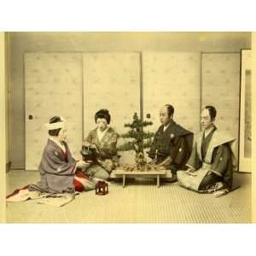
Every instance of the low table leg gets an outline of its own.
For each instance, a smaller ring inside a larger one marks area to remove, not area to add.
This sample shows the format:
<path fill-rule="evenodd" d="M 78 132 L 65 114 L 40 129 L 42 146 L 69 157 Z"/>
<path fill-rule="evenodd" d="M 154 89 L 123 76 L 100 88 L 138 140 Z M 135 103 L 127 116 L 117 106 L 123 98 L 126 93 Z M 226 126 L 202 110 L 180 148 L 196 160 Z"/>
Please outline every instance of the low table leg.
<path fill-rule="evenodd" d="M 125 174 L 123 174 L 123 188 L 125 186 Z"/>

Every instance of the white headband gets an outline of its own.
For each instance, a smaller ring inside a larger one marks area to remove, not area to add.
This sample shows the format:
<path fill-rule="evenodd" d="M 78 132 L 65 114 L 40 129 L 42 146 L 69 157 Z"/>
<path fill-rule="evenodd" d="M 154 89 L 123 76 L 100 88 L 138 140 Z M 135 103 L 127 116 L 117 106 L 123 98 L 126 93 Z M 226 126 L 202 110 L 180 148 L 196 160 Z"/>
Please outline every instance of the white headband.
<path fill-rule="evenodd" d="M 44 126 L 48 130 L 61 129 L 61 128 L 64 128 L 66 126 L 66 122 L 65 122 L 65 119 L 61 117 L 61 121 L 60 122 L 52 123 L 52 124 L 49 124 L 48 122 L 47 124 L 44 124 Z"/>

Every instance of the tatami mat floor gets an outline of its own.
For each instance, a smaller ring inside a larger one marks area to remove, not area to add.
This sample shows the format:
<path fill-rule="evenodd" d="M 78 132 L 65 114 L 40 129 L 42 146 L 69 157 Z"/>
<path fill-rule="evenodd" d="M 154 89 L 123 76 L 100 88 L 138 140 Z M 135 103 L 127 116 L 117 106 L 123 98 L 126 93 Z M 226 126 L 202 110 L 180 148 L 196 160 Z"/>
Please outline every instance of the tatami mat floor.
<path fill-rule="evenodd" d="M 35 183 L 38 172 L 7 173 L 7 194 Z M 37 204 L 36 201 L 6 204 L 8 223 L 250 223 L 251 175 L 235 173 L 241 188 L 219 198 L 199 195 L 175 183 L 160 188 L 154 179 L 136 180 L 124 189 L 109 186 L 108 195 L 84 192 L 62 207 Z"/>

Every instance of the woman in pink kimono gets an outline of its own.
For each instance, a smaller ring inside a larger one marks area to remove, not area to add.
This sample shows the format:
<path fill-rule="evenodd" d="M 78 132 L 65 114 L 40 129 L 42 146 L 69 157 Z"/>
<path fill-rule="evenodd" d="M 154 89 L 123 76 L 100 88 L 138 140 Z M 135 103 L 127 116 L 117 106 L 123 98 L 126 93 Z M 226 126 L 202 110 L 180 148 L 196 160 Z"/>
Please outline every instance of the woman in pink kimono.
<path fill-rule="evenodd" d="M 37 184 L 29 185 L 28 189 L 58 194 L 95 189 L 93 180 L 77 172 L 77 168 L 86 168 L 90 163 L 76 160 L 72 156 L 66 143 L 65 120 L 55 116 L 45 125 L 49 130 L 49 139 L 39 165 L 41 179 Z"/>
<path fill-rule="evenodd" d="M 90 131 L 83 146 L 96 149 L 96 160 L 85 170 L 90 177 L 108 180 L 111 172 L 118 166 L 117 141 L 119 135 L 108 126 L 111 116 L 108 109 L 101 109 L 95 114 L 96 128 Z"/>

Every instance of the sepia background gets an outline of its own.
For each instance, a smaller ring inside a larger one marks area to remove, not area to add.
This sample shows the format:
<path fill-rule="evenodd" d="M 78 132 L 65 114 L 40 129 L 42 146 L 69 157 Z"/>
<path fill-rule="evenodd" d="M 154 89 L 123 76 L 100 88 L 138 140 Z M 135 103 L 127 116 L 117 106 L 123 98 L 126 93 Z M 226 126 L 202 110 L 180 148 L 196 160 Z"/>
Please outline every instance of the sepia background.
<path fill-rule="evenodd" d="M 37 170 L 47 137 L 42 125 L 55 114 L 67 119 L 68 143 L 79 157 L 82 138 L 95 126 L 94 113 L 102 108 L 110 110 L 111 125 L 119 133 L 125 131 L 124 123 L 131 120 L 134 112 L 144 118 L 149 113 L 154 125 L 148 130 L 154 131 L 160 125 L 159 108 L 171 103 L 175 108 L 175 120 L 195 133 L 200 131 L 201 108 L 211 104 L 218 110 L 217 126 L 237 139 L 239 157 L 241 51 L 251 49 L 250 32 L 10 32 L 6 45 L 9 104 L 5 108 L 5 158 L 9 169 L 15 170 L 8 173 L 9 192 L 20 184 L 20 179 L 33 182 L 38 177 L 34 174 L 37 172 L 24 170 Z M 124 154 L 121 159 L 123 162 L 132 160 L 130 154 Z M 238 171 L 244 170 L 241 167 Z M 20 177 L 16 175 L 19 172 Z M 195 195 L 189 198 L 189 192 L 175 194 L 174 188 L 172 193 L 179 199 L 186 198 L 189 205 L 185 213 L 182 209 L 174 211 L 172 221 L 239 223 L 242 212 L 244 222 L 250 222 L 251 189 L 247 183 L 251 177 L 244 175 L 242 181 L 247 186 L 234 192 L 240 194 L 230 194 L 234 195 L 231 201 L 228 196 L 220 199 L 220 205 L 211 205 L 208 198 L 201 200 Z M 17 177 L 20 183 L 15 181 Z M 143 212 L 148 209 L 152 200 L 147 198 L 147 193 L 158 195 L 154 189 L 148 190 L 150 187 L 147 184 L 143 186 L 144 191 L 139 186 L 131 189 L 130 194 L 122 190 L 127 199 L 138 197 L 145 201 L 139 207 Z M 163 187 L 165 195 L 169 195 L 169 188 Z M 162 199 L 154 196 L 156 207 Z M 191 203 L 191 200 L 197 203 Z M 230 213 L 225 209 L 230 201 L 238 205 L 247 202 L 247 206 L 239 205 Z M 167 208 L 174 209 L 177 202 L 174 200 Z M 108 201 L 104 203 L 108 207 Z M 113 204 L 112 201 L 108 203 Z M 215 212 L 212 206 L 214 209 L 223 207 L 223 212 Z M 166 216 L 169 210 L 136 216 L 138 209 L 133 207 L 124 207 L 125 221 L 170 221 Z M 35 207 L 38 215 L 26 219 L 20 213 L 26 212 L 24 209 L 10 206 L 9 221 L 22 218 L 25 222 L 35 221 L 41 214 L 41 208 Z M 207 211 L 214 215 L 212 218 L 205 214 Z M 60 214 L 52 210 L 49 212 L 52 218 L 48 220 L 58 221 Z M 61 214 L 68 221 L 67 212 Z M 89 221 L 93 219 L 91 216 L 86 216 Z M 104 218 L 107 222 L 113 221 L 104 214 L 98 220 L 104 221 Z M 120 221 L 118 215 L 115 218 Z M 71 221 L 84 218 L 82 215 L 77 218 L 69 216 Z"/>
<path fill-rule="evenodd" d="M 8 39 L 13 169 L 37 169 L 42 124 L 55 114 L 67 119 L 78 157 L 102 108 L 123 133 L 134 112 L 151 113 L 155 131 L 159 108 L 171 103 L 177 122 L 197 132 L 202 106 L 212 104 L 217 125 L 239 137 L 241 49 L 251 48 L 249 32 L 11 32 Z"/>

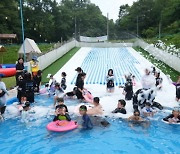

- DESCRIPTION OF THE TASK
Copy the listing above line for line, leaving out the pictures.

- FULL SOLUTION
Every instance of the low table leg gets an outline of its own.
For each instance, a smaller ring inside a larger one marks area to remove, not area to add.
This sample shows the format:
<path fill-rule="evenodd" d="M 78 132 L 65 114 L 40 129 L 42 146 L 69 157 Z"/>
<path fill-rule="evenodd" d="M 154 89 L 123 76 L 100 88 L 138 140 Z M 135 103 L 127 116 L 117 106 L 123 98 L 126 93 Z M 226 126 L 202 110 L 180 148 L 196 160 Z"/>
Please outline every instance of the low table leg.
<path fill-rule="evenodd" d="M 125 174 L 123 174 L 123 188 L 125 186 Z"/>

Every instance of the white headband gets an outline of its own.
For each instance, a smaller ring inside a larger one marks area to remove, not area to add.
This sample shows the format:
<path fill-rule="evenodd" d="M 78 132 L 65 114 L 40 129 L 42 146 L 69 157 Z"/>
<path fill-rule="evenodd" d="M 154 89 L 123 76 L 100 88 L 138 140 Z M 135 103 L 127 116 L 117 106 L 123 98 L 126 93 Z M 226 126 L 202 110 L 180 148 L 196 160 Z"/>
Please outline every instance of the white headband.
<path fill-rule="evenodd" d="M 44 126 L 48 130 L 61 129 L 61 128 L 64 128 L 66 126 L 66 122 L 65 122 L 65 119 L 61 117 L 61 121 L 60 122 L 52 123 L 52 124 L 49 124 L 48 122 L 47 124 L 44 124 Z"/>

Every instance of the tatami mat floor gets an outline of its own.
For each instance, a smaller ring inside a larger one marks area to remove, not area to add.
This sample shows the format:
<path fill-rule="evenodd" d="M 78 132 L 65 114 L 40 129 L 42 146 L 69 157 Z"/>
<path fill-rule="evenodd" d="M 154 89 L 123 76 L 100 88 L 138 140 Z M 135 103 L 127 116 L 117 106 L 123 98 L 126 93 Z M 226 126 L 202 110 L 180 148 L 196 160 Z"/>
Please outline every instance of the tatami mat floor.
<path fill-rule="evenodd" d="M 35 183 L 38 172 L 7 173 L 7 194 Z M 37 204 L 36 201 L 6 204 L 8 223 L 250 223 L 251 175 L 235 173 L 241 188 L 219 198 L 199 195 L 175 183 L 160 188 L 154 179 L 136 180 L 124 189 L 109 186 L 108 195 L 84 192 L 62 207 Z"/>

Every instance of the woman in pink kimono gets an outline of its own.
For each instance, a smaller ring inside a larger one marks area to remove, not area to add.
This sample shows the format:
<path fill-rule="evenodd" d="M 78 132 L 65 114 L 40 129 L 42 146 L 69 157 Z"/>
<path fill-rule="evenodd" d="M 154 89 L 123 76 L 100 88 L 138 140 Z M 135 103 L 127 116 L 117 106 L 123 98 L 126 93 Z M 226 126 L 202 110 L 180 148 L 196 160 Z"/>
Please outline every instance of the woman in pink kimono.
<path fill-rule="evenodd" d="M 37 184 L 29 185 L 28 189 L 58 194 L 95 189 L 93 180 L 77 172 L 77 168 L 86 168 L 90 163 L 76 160 L 72 156 L 66 143 L 65 120 L 55 116 L 45 125 L 49 130 L 49 139 L 39 165 L 41 179 Z"/>
<path fill-rule="evenodd" d="M 90 131 L 83 146 L 96 149 L 96 160 L 85 170 L 90 177 L 108 180 L 111 172 L 118 166 L 117 141 L 119 135 L 108 126 L 111 116 L 108 109 L 101 109 L 95 114 L 96 128 Z"/>

Every instance of the sepia background gets an outline of its own.
For each instance, a smaller ring inside a larger one marks area to remove, not area to add.
This sample shows the format:
<path fill-rule="evenodd" d="M 78 132 L 65 114 L 40 129 L 42 146 L 69 157 Z"/>
<path fill-rule="evenodd" d="M 154 89 L 123 76 L 100 88 L 138 140 Z M 135 103 L 127 116 L 117 106 L 123 98 L 126 93 Z M 226 126 L 202 110 L 180 148 L 196 160 Z"/>
Please outline every instance of the sepia background.
<path fill-rule="evenodd" d="M 37 170 L 47 137 L 42 125 L 55 114 L 67 119 L 68 143 L 79 157 L 82 138 L 95 126 L 94 113 L 102 108 L 110 110 L 111 125 L 119 133 L 125 131 L 124 123 L 131 120 L 134 112 L 144 118 L 149 113 L 154 125 L 148 130 L 154 131 L 160 125 L 159 108 L 171 103 L 175 108 L 175 120 L 195 133 L 200 131 L 201 108 L 211 104 L 218 110 L 217 126 L 237 139 L 239 157 L 241 51 L 251 49 L 250 32 L 10 32 L 6 45 L 9 104 L 5 108 L 5 158 L 9 169 L 15 170 L 8 173 L 9 192 L 20 184 L 20 179 L 33 182 L 38 177 L 34 174 L 37 172 L 24 170 Z M 124 154 L 121 159 L 123 162 L 132 160 L 130 154 Z M 238 171 L 244 170 L 241 167 Z M 20 177 L 16 175 L 19 172 Z M 195 195 L 189 198 L 189 192 L 175 194 L 174 188 L 172 193 L 179 199 L 186 198 L 189 205 L 185 213 L 182 209 L 174 211 L 172 221 L 239 223 L 242 212 L 244 222 L 250 222 L 251 189 L 247 183 L 251 177 L 244 175 L 242 181 L 247 186 L 234 192 L 240 194 L 230 194 L 234 195 L 231 201 L 228 196 L 220 199 L 220 205 L 211 205 L 208 198 L 201 200 Z M 17 177 L 20 183 L 15 181 Z M 143 212 L 148 209 L 152 200 L 147 198 L 147 193 L 158 195 L 154 189 L 148 190 L 150 187 L 147 184 L 143 186 L 144 191 L 139 186 L 131 189 L 130 194 L 122 190 L 127 199 L 138 197 L 145 201 L 139 207 Z M 163 187 L 165 195 L 169 195 L 169 188 Z M 162 199 L 154 196 L 156 207 Z M 191 203 L 191 200 L 197 203 Z M 230 213 L 225 209 L 230 201 L 238 205 L 247 202 L 247 206 L 239 205 Z M 167 208 L 174 209 L 177 202 L 174 200 Z M 108 201 L 104 203 L 108 207 Z M 113 204 L 112 201 L 108 203 Z M 215 212 L 212 206 L 214 209 L 223 207 L 223 212 Z M 166 216 L 169 210 L 136 216 L 138 209 L 133 207 L 124 207 L 125 221 L 170 221 Z M 35 207 L 38 215 L 26 219 L 20 213 L 26 212 L 24 209 L 10 206 L 9 221 L 22 218 L 25 222 L 35 221 L 41 214 L 41 208 Z M 207 211 L 214 215 L 212 218 L 205 214 Z M 60 214 L 52 210 L 49 212 L 52 218 L 48 220 L 58 221 Z M 61 214 L 68 221 L 67 212 Z M 89 221 L 93 219 L 91 216 L 86 216 Z M 104 218 L 107 222 L 113 221 L 104 214 L 98 220 L 104 221 Z M 120 221 L 118 215 L 115 218 Z M 71 221 L 84 218 L 82 215 L 77 218 L 69 216 Z"/>
<path fill-rule="evenodd" d="M 8 39 L 13 169 L 37 169 L 42 124 L 55 114 L 67 119 L 78 157 L 102 108 L 123 133 L 134 112 L 151 113 L 155 131 L 159 108 L 171 103 L 177 122 L 197 132 L 202 106 L 212 104 L 217 125 L 239 137 L 241 49 L 251 48 L 249 32 L 11 32 Z"/>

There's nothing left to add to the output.